PROVIDED ENTRIES: Begin

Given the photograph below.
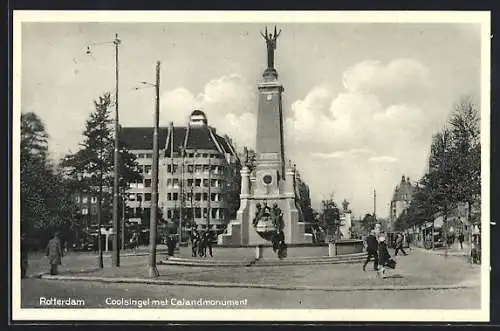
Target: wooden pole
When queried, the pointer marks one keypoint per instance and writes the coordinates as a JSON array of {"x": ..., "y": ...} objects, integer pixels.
[{"x": 153, "y": 271}]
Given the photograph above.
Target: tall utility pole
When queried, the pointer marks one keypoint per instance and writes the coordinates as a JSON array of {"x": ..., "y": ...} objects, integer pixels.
[
  {"x": 123, "y": 221},
  {"x": 116, "y": 228},
  {"x": 181, "y": 214},
  {"x": 209, "y": 211},
  {"x": 153, "y": 271}
]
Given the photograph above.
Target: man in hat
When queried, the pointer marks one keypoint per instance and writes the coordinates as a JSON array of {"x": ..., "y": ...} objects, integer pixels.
[
  {"x": 54, "y": 253},
  {"x": 383, "y": 256},
  {"x": 24, "y": 255},
  {"x": 371, "y": 249}
]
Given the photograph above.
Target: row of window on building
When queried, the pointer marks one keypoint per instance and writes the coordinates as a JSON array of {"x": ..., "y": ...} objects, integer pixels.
[
  {"x": 190, "y": 213},
  {"x": 191, "y": 168},
  {"x": 175, "y": 183},
  {"x": 188, "y": 155},
  {"x": 85, "y": 199},
  {"x": 196, "y": 196}
]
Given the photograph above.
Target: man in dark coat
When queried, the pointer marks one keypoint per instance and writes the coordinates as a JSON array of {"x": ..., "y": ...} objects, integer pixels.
[
  {"x": 372, "y": 250},
  {"x": 54, "y": 253},
  {"x": 399, "y": 245},
  {"x": 461, "y": 240},
  {"x": 24, "y": 255},
  {"x": 383, "y": 256}
]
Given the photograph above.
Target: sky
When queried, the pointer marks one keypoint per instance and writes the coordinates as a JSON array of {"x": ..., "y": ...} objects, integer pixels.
[{"x": 361, "y": 101}]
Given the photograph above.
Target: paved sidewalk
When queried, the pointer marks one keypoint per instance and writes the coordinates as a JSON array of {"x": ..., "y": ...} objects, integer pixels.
[{"x": 417, "y": 270}]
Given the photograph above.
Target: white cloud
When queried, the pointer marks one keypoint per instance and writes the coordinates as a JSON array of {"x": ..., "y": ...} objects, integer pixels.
[
  {"x": 383, "y": 159},
  {"x": 334, "y": 155},
  {"x": 376, "y": 127},
  {"x": 229, "y": 103}
]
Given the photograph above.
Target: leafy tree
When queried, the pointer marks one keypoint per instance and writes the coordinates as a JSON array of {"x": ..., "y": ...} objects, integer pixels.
[
  {"x": 92, "y": 166},
  {"x": 331, "y": 218},
  {"x": 46, "y": 205},
  {"x": 466, "y": 152}
]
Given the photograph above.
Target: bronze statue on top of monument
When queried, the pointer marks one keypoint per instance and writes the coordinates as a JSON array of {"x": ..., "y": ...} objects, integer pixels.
[
  {"x": 268, "y": 212},
  {"x": 271, "y": 47}
]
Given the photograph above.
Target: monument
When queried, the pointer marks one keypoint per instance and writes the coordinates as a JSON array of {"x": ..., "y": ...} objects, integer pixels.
[{"x": 267, "y": 199}]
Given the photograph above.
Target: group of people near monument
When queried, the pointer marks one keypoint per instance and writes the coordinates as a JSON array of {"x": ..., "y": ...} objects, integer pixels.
[
  {"x": 201, "y": 241},
  {"x": 378, "y": 251}
]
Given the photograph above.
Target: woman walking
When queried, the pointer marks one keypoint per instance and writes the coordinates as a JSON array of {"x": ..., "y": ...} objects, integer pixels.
[{"x": 383, "y": 256}]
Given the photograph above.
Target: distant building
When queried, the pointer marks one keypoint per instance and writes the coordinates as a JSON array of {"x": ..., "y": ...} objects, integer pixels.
[
  {"x": 401, "y": 198},
  {"x": 195, "y": 176}
]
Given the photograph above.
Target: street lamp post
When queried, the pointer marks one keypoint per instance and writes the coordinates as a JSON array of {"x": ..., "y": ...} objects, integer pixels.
[
  {"x": 153, "y": 271},
  {"x": 116, "y": 247},
  {"x": 116, "y": 253}
]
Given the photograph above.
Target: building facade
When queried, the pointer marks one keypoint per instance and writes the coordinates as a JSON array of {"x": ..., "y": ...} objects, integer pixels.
[
  {"x": 196, "y": 172},
  {"x": 401, "y": 198}
]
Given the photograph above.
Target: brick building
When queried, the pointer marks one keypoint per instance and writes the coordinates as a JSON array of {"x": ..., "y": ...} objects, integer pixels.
[{"x": 196, "y": 173}]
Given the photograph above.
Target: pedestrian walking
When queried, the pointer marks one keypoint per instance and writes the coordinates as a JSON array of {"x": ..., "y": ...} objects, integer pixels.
[
  {"x": 383, "y": 256},
  {"x": 371, "y": 249},
  {"x": 24, "y": 255},
  {"x": 399, "y": 245},
  {"x": 461, "y": 239},
  {"x": 55, "y": 253},
  {"x": 409, "y": 240}
]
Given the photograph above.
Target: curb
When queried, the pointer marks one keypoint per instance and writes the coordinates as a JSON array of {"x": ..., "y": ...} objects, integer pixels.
[{"x": 261, "y": 286}]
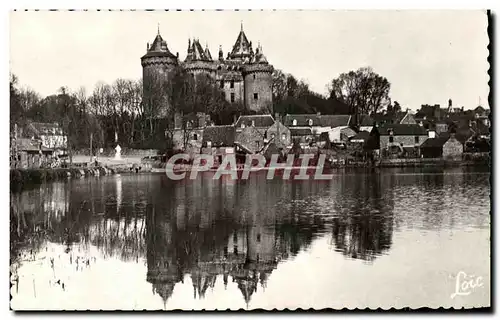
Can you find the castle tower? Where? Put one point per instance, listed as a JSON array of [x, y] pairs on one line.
[[157, 66], [198, 61], [258, 83]]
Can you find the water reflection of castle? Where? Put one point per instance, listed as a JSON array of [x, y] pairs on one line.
[[224, 230], [245, 254]]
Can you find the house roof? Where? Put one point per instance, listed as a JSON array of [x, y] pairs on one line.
[[260, 121], [437, 142], [300, 131], [30, 145], [362, 135], [402, 130], [219, 135], [317, 120], [366, 121], [38, 129]]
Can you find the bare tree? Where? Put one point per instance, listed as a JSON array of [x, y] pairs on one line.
[[363, 90]]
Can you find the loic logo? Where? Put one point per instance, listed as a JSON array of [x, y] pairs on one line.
[[465, 284]]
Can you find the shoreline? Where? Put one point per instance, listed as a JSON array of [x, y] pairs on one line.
[[21, 179]]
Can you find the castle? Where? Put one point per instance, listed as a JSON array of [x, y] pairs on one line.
[[244, 76]]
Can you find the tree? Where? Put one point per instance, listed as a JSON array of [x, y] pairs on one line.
[[363, 90]]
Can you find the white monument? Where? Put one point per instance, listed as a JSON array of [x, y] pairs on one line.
[[118, 154]]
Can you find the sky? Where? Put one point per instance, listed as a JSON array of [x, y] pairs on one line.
[[427, 56]]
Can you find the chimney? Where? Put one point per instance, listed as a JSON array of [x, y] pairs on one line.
[[177, 120], [277, 117], [201, 119]]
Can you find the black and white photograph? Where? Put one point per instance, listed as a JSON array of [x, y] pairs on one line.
[[249, 160]]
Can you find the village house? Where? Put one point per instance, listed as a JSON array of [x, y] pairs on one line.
[[404, 117], [218, 141], [187, 134], [445, 146], [50, 134], [31, 154], [402, 138], [251, 131], [308, 127], [279, 134]]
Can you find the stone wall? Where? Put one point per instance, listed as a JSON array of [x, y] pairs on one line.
[[188, 140], [237, 90], [251, 138], [259, 83], [281, 133], [407, 141], [453, 149]]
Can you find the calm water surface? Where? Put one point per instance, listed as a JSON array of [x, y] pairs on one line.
[[364, 239]]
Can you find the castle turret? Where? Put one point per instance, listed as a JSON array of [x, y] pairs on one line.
[[207, 53], [258, 83], [199, 61], [221, 54], [157, 65], [242, 49]]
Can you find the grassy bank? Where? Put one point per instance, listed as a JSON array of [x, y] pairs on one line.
[[24, 178]]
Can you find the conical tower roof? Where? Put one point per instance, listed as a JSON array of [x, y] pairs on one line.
[[242, 48], [159, 48]]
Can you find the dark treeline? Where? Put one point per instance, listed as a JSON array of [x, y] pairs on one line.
[[119, 113]]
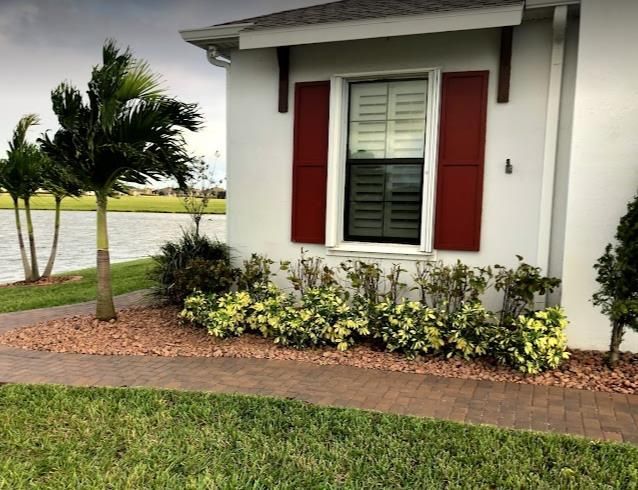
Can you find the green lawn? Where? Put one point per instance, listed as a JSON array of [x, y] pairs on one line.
[[150, 204], [55, 437], [127, 276]]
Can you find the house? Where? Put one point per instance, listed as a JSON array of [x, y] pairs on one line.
[[403, 130]]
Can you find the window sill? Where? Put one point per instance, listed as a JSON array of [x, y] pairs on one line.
[[379, 251]]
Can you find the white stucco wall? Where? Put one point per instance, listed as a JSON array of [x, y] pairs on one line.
[[260, 139], [604, 157]]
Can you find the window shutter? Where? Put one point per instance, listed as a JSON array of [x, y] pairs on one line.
[[459, 192], [310, 162]]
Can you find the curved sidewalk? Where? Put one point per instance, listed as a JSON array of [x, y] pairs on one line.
[[590, 414]]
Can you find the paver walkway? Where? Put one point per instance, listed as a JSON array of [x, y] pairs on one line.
[[590, 414]]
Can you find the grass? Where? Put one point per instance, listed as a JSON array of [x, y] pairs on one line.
[[56, 437], [127, 276], [147, 204]]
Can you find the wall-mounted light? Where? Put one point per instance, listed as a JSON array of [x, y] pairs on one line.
[[508, 166]]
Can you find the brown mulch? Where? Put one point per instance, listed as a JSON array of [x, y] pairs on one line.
[[158, 332], [48, 281]]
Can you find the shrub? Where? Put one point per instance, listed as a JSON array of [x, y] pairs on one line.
[[470, 331], [447, 287], [617, 274], [193, 262], [520, 286], [271, 309], [409, 327], [308, 273], [255, 275], [323, 317], [535, 342], [223, 316]]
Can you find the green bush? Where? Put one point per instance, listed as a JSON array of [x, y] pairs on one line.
[[223, 316], [448, 319], [193, 262], [323, 317], [448, 287], [256, 274], [617, 274], [409, 327], [520, 287], [470, 331], [534, 342]]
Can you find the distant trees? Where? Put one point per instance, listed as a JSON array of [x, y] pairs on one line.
[[126, 131]]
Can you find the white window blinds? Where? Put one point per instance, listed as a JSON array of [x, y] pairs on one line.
[[387, 119]]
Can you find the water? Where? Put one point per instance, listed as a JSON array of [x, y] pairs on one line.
[[131, 236]]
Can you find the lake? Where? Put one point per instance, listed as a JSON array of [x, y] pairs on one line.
[[131, 236]]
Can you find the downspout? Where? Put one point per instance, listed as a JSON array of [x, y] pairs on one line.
[[551, 137], [214, 57]]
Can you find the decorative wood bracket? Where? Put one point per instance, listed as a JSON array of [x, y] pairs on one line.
[[505, 65], [283, 57]]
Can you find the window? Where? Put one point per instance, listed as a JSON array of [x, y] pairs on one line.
[[385, 161]]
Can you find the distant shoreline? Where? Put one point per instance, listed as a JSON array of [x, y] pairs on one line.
[[128, 204]]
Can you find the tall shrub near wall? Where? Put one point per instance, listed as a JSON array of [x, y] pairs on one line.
[[617, 271]]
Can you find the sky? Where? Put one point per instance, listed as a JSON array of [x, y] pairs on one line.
[[45, 42]]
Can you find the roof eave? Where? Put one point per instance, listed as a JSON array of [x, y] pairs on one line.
[[224, 37], [479, 18], [232, 36]]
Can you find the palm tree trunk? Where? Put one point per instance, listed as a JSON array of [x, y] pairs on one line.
[[56, 234], [23, 251], [35, 273], [105, 310]]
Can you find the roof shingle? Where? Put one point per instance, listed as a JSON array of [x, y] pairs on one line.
[[350, 10]]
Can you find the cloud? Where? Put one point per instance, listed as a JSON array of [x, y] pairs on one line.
[[44, 42]]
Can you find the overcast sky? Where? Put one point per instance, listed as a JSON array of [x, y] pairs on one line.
[[44, 42]]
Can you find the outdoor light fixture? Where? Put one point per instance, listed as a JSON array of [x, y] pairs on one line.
[[508, 166]]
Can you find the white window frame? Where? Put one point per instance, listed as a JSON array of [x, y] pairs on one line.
[[337, 144]]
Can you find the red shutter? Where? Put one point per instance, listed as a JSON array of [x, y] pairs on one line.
[[310, 162], [459, 191]]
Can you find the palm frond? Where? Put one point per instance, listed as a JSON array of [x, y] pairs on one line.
[[140, 82], [20, 132], [127, 131]]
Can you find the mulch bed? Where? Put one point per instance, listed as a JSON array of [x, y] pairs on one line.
[[48, 281], [158, 332]]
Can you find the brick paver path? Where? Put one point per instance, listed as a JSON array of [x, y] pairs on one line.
[[590, 414]]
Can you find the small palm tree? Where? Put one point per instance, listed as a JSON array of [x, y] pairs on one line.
[[128, 131], [21, 175], [61, 184]]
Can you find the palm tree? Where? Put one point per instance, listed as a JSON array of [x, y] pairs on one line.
[[61, 184], [128, 131], [21, 176]]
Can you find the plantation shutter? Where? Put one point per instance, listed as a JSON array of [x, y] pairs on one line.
[[461, 160], [385, 160], [310, 162]]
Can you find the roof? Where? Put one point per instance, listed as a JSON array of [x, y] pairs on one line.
[[347, 20], [352, 10]]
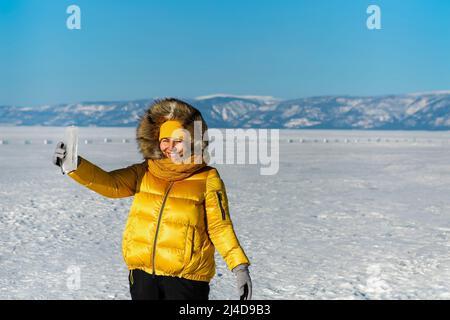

PROVIDED ENTRIES: End

* TASK DETAILS: Determine the number of lines in the data above that include the word "building", then answer with that number alone.

* SOLVED PROBLEM: 4